What to work on
Update the entries below by replacing "brown branching coral" with "branching coral" wherever it occurs, leaving every other line unchanged. Omit the pictures from your answer.

Material for this task
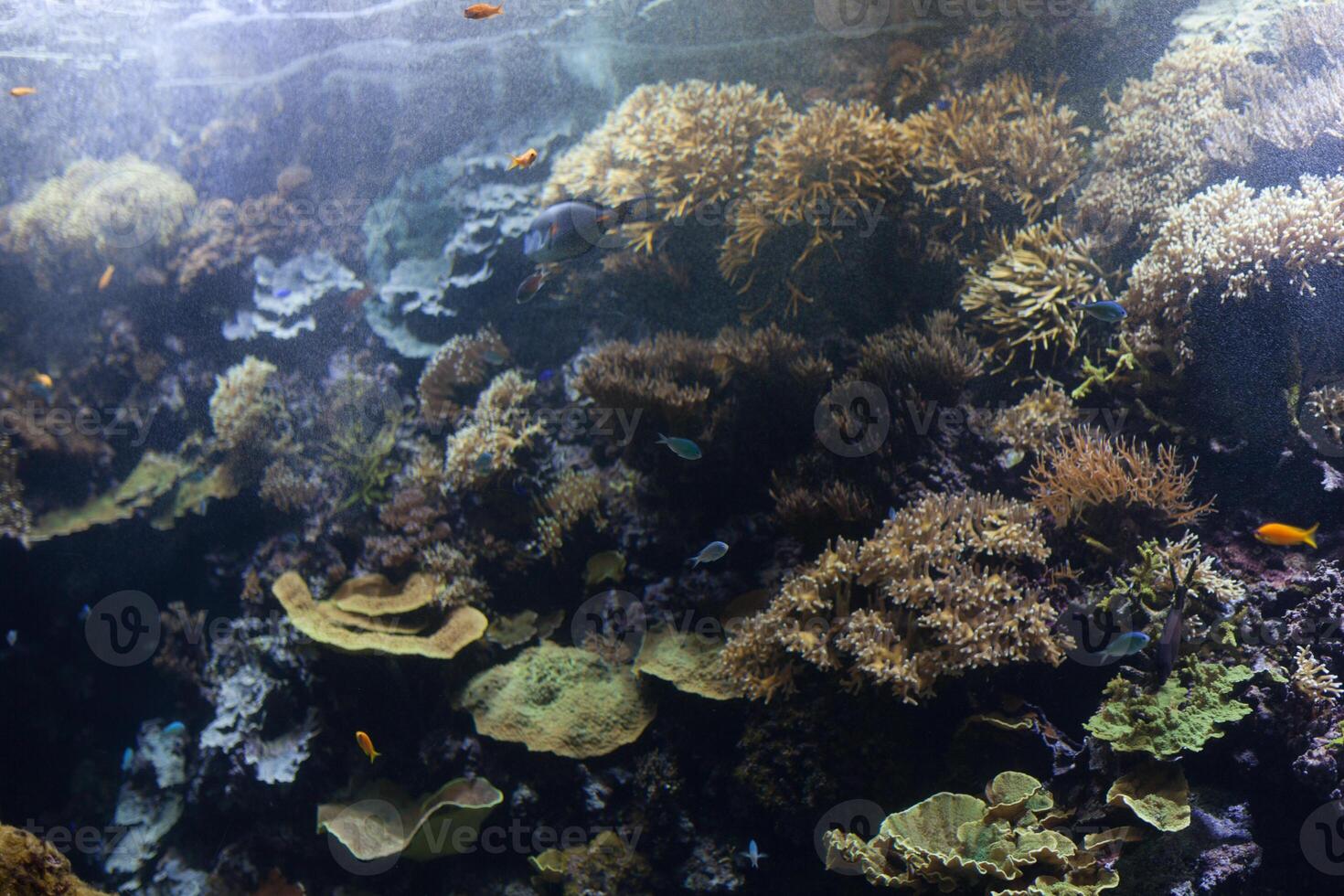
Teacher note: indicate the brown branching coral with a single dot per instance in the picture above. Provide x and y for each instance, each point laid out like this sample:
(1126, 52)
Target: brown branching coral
(1157, 149)
(935, 592)
(687, 145)
(937, 360)
(821, 174)
(1087, 477)
(492, 432)
(461, 361)
(1001, 149)
(1021, 304)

The completed task
Teacher note: indicate the branching coral with a single dot per instance in the picture above. Provide x and y for each instance, each point laid out like this sample:
(1126, 52)
Target: branching coral
(1157, 149)
(935, 592)
(687, 145)
(937, 360)
(821, 174)
(1087, 477)
(492, 432)
(461, 361)
(1001, 149)
(1021, 304)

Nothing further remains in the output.